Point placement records
* BEGIN *
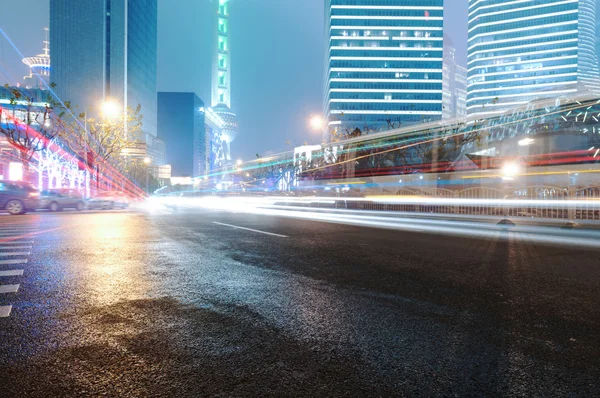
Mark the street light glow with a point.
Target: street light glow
(510, 170)
(110, 109)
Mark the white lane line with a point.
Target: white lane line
(7, 254)
(250, 229)
(9, 288)
(14, 261)
(12, 272)
(5, 310)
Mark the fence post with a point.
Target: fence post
(505, 222)
(571, 210)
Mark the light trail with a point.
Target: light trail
(466, 228)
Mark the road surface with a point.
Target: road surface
(195, 302)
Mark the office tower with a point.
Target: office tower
(520, 51)
(383, 63)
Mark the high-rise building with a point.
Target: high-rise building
(454, 103)
(383, 63)
(181, 126)
(221, 85)
(520, 51)
(106, 51)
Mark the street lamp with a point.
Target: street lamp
(110, 109)
(147, 162)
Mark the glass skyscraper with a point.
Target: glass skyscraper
(106, 50)
(520, 51)
(383, 63)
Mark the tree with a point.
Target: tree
(28, 128)
(104, 140)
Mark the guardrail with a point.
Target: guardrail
(548, 202)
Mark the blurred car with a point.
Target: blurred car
(58, 199)
(17, 197)
(108, 200)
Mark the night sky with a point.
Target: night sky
(277, 59)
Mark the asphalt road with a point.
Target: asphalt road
(193, 303)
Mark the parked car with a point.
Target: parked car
(17, 197)
(58, 199)
(108, 200)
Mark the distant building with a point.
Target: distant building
(520, 51)
(221, 85)
(39, 66)
(106, 50)
(181, 126)
(454, 103)
(383, 63)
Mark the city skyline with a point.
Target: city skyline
(539, 49)
(262, 96)
(384, 64)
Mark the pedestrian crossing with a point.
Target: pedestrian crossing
(16, 241)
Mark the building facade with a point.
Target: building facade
(181, 126)
(221, 84)
(105, 50)
(383, 63)
(520, 51)
(454, 103)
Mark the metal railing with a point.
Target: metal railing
(545, 202)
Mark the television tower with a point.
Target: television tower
(39, 66)
(221, 85)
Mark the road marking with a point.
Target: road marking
(9, 288)
(7, 254)
(250, 229)
(5, 310)
(13, 261)
(12, 272)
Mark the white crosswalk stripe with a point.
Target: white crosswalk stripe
(9, 288)
(5, 311)
(16, 240)
(13, 261)
(8, 254)
(12, 272)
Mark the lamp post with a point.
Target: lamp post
(147, 162)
* END *
Reproduce the lines of the records without any changes, starting with the line that contains "Mark the blurred car with a point." and going on through the end of the records.

Mark the blurred car with a point.
Target: blurred car
(58, 199)
(17, 197)
(108, 200)
Mark the night sky with a point.
Target: night sky
(277, 59)
Mark the asphalt road with a point.
Target: asphalt road
(193, 303)
Mark the parked car with a point.
Target: parked car
(17, 197)
(58, 199)
(108, 200)
Mark the distant building with a point.
Target: distant building
(520, 51)
(221, 85)
(39, 66)
(106, 50)
(181, 126)
(454, 103)
(383, 63)
Mark the city skyline with a point.
Target: city skyline
(539, 49)
(262, 96)
(384, 64)
Mark the pedestrian crossing with a point.
Target: pedestrian crossing
(16, 241)
Mark the building facade with a point.
Target: building facade
(181, 126)
(221, 84)
(105, 50)
(383, 63)
(520, 51)
(454, 103)
Mark the metal railing with a point.
Target: metal railing
(545, 202)
Mark the television tower with a point.
Target: television tower
(39, 66)
(221, 85)
Mark the road marking with a point.
Target: road marking
(9, 288)
(7, 254)
(250, 229)
(5, 310)
(13, 261)
(12, 272)
Mark the white crosswalk stripe with a point.
Target: white crosswalk stripe
(9, 288)
(5, 311)
(16, 240)
(13, 261)
(8, 254)
(12, 272)
Mark the lamp post with a point.
Target: lamp post
(147, 162)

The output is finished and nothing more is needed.